■ Given records:

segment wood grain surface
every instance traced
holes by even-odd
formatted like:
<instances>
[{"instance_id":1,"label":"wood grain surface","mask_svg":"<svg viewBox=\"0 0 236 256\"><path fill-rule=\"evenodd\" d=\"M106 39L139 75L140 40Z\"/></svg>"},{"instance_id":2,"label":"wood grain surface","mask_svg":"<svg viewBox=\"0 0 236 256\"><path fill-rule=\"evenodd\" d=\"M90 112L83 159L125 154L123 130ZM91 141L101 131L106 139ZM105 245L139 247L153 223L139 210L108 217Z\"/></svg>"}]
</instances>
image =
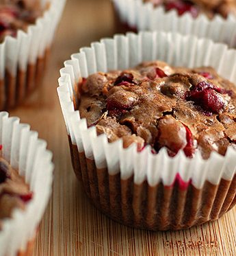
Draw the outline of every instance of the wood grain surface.
<instances>
[{"instance_id":1,"label":"wood grain surface","mask_svg":"<svg viewBox=\"0 0 236 256\"><path fill-rule=\"evenodd\" d=\"M236 255L236 208L220 220L179 232L148 232L109 220L86 198L72 170L56 87L63 62L79 47L116 32L109 0L68 0L42 86L10 115L19 116L53 152L52 198L34 256Z\"/></svg>"}]
</instances>

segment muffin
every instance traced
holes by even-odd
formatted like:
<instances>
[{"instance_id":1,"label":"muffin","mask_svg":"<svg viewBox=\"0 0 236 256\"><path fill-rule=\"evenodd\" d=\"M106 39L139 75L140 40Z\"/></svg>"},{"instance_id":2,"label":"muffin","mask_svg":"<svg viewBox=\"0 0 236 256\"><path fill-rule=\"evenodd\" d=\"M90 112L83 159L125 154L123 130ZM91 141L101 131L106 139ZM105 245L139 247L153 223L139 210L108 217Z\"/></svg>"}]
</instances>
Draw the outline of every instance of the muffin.
<instances>
[{"instance_id":1,"label":"muffin","mask_svg":"<svg viewBox=\"0 0 236 256\"><path fill-rule=\"evenodd\" d=\"M7 36L16 36L17 31L27 32L29 25L34 24L37 18L42 15L44 8L40 1L0 1L1 34L0 43Z\"/></svg>"},{"instance_id":2,"label":"muffin","mask_svg":"<svg viewBox=\"0 0 236 256\"><path fill-rule=\"evenodd\" d=\"M235 205L235 56L206 39L142 32L65 62L57 91L73 165L98 209L166 231Z\"/></svg>"},{"instance_id":3,"label":"muffin","mask_svg":"<svg viewBox=\"0 0 236 256\"><path fill-rule=\"evenodd\" d=\"M226 18L228 14L236 14L236 2L234 0L144 0L150 2L155 7L163 5L166 11L176 10L179 16L190 13L193 18L200 14L205 14L212 19L215 14Z\"/></svg>"},{"instance_id":4,"label":"muffin","mask_svg":"<svg viewBox=\"0 0 236 256\"><path fill-rule=\"evenodd\" d=\"M1 0L0 110L40 84L64 0Z\"/></svg>"},{"instance_id":5,"label":"muffin","mask_svg":"<svg viewBox=\"0 0 236 256\"><path fill-rule=\"evenodd\" d=\"M135 143L139 151L150 145L153 154L166 148L170 156L199 150L204 159L236 148L235 86L211 67L155 61L82 80L80 117L110 143L121 138L124 148Z\"/></svg>"},{"instance_id":6,"label":"muffin","mask_svg":"<svg viewBox=\"0 0 236 256\"><path fill-rule=\"evenodd\" d=\"M9 163L0 158L0 230L3 221L12 216L15 209L24 210L32 193L24 179Z\"/></svg>"},{"instance_id":7,"label":"muffin","mask_svg":"<svg viewBox=\"0 0 236 256\"><path fill-rule=\"evenodd\" d=\"M52 154L37 132L6 112L0 112L0 255L31 255L51 193Z\"/></svg>"},{"instance_id":8,"label":"muffin","mask_svg":"<svg viewBox=\"0 0 236 256\"><path fill-rule=\"evenodd\" d=\"M119 32L178 32L226 43L231 47L236 45L235 1L113 0L113 3Z\"/></svg>"}]
</instances>

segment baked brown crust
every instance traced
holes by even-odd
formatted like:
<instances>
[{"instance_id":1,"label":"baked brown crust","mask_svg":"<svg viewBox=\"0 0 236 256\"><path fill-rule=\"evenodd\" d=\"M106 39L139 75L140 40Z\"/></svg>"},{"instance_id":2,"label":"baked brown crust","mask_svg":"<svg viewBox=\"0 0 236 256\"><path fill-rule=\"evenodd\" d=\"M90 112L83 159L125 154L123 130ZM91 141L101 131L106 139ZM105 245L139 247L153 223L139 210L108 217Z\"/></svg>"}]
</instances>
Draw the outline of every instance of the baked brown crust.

■ Aim of the task:
From the listing above, print every entry precisely and drop the pictures.

■ Reply:
segment wood grain surface
every instance traced
holes by even-odd
formatted like:
<instances>
[{"instance_id":1,"label":"wood grain surface","mask_svg":"<svg viewBox=\"0 0 236 256\"><path fill-rule=\"evenodd\" d=\"M106 39L139 75L140 40Z\"/></svg>"},{"instance_id":2,"label":"wood grain surface","mask_svg":"<svg viewBox=\"0 0 236 256\"><path fill-rule=\"evenodd\" d=\"M90 112L83 159L125 154L123 130ZM91 141L101 131L106 139ZM105 245L139 247L153 223L139 210L108 217Z\"/></svg>"}]
</instances>
image =
Draw the outline of every instance of the wood grain surface.
<instances>
[{"instance_id":1,"label":"wood grain surface","mask_svg":"<svg viewBox=\"0 0 236 256\"><path fill-rule=\"evenodd\" d=\"M236 255L236 208L220 220L179 232L148 232L109 220L86 198L72 170L56 87L63 62L79 47L116 32L109 0L68 0L42 86L10 115L19 116L53 152L52 198L34 256Z\"/></svg>"}]
</instances>

segment muffin
every instance traced
holes by even-odd
formatted like:
<instances>
[{"instance_id":1,"label":"muffin","mask_svg":"<svg viewBox=\"0 0 236 256\"><path fill-rule=\"evenodd\" d=\"M106 39L139 75L140 40Z\"/></svg>"},{"instance_id":2,"label":"muffin","mask_svg":"<svg viewBox=\"0 0 236 256\"><path fill-rule=\"evenodd\" d=\"M90 112L83 159L125 154L123 130ZM91 141L101 131L106 139ZM105 245L139 247L153 223L139 210L108 217Z\"/></svg>"}]
</instances>
Draw the outline of every instance of the muffin.
<instances>
[{"instance_id":1,"label":"muffin","mask_svg":"<svg viewBox=\"0 0 236 256\"><path fill-rule=\"evenodd\" d=\"M7 36L16 36L17 31L27 32L29 25L34 24L37 18L42 15L44 8L40 1L0 1L1 34L0 43Z\"/></svg>"},{"instance_id":2,"label":"muffin","mask_svg":"<svg viewBox=\"0 0 236 256\"><path fill-rule=\"evenodd\" d=\"M235 205L235 56L206 39L142 32L65 62L57 91L73 165L98 209L166 231Z\"/></svg>"},{"instance_id":3,"label":"muffin","mask_svg":"<svg viewBox=\"0 0 236 256\"><path fill-rule=\"evenodd\" d=\"M226 18L228 14L236 14L236 2L234 0L144 0L150 2L155 7L163 5L166 11L176 10L179 16L190 13L193 18L200 14L205 14L212 19L215 14Z\"/></svg>"},{"instance_id":4,"label":"muffin","mask_svg":"<svg viewBox=\"0 0 236 256\"><path fill-rule=\"evenodd\" d=\"M1 0L0 110L40 84L64 0Z\"/></svg>"},{"instance_id":5,"label":"muffin","mask_svg":"<svg viewBox=\"0 0 236 256\"><path fill-rule=\"evenodd\" d=\"M135 143L139 151L150 145L153 154L166 148L170 156L199 150L204 159L236 148L235 86L211 67L155 61L82 80L80 117L110 143L121 138L124 148Z\"/></svg>"},{"instance_id":6,"label":"muffin","mask_svg":"<svg viewBox=\"0 0 236 256\"><path fill-rule=\"evenodd\" d=\"M9 163L0 158L0 230L3 221L12 216L15 209L24 210L32 193L24 179Z\"/></svg>"},{"instance_id":7,"label":"muffin","mask_svg":"<svg viewBox=\"0 0 236 256\"><path fill-rule=\"evenodd\" d=\"M52 154L37 132L6 112L0 112L0 255L31 255L51 193Z\"/></svg>"},{"instance_id":8,"label":"muffin","mask_svg":"<svg viewBox=\"0 0 236 256\"><path fill-rule=\"evenodd\" d=\"M119 32L178 32L226 43L231 47L236 45L235 1L113 0L113 3Z\"/></svg>"}]
</instances>

segment baked brown crust
every instance traced
holes by even-odd
formatted like:
<instances>
[{"instance_id":1,"label":"baked brown crust","mask_svg":"<svg viewBox=\"0 0 236 256\"><path fill-rule=\"evenodd\" d=\"M106 39L139 75L140 40Z\"/></svg>"},{"instance_id":2,"label":"baked brown crust","mask_svg":"<svg viewBox=\"0 0 236 256\"><path fill-rule=\"evenodd\" d=\"M90 112L83 159L125 154L123 130ZM91 141L101 131L106 139ZM105 245L139 247L153 223L139 210L108 217Z\"/></svg>"}]
</instances>
Draw the outline of every instance of the baked brown crust.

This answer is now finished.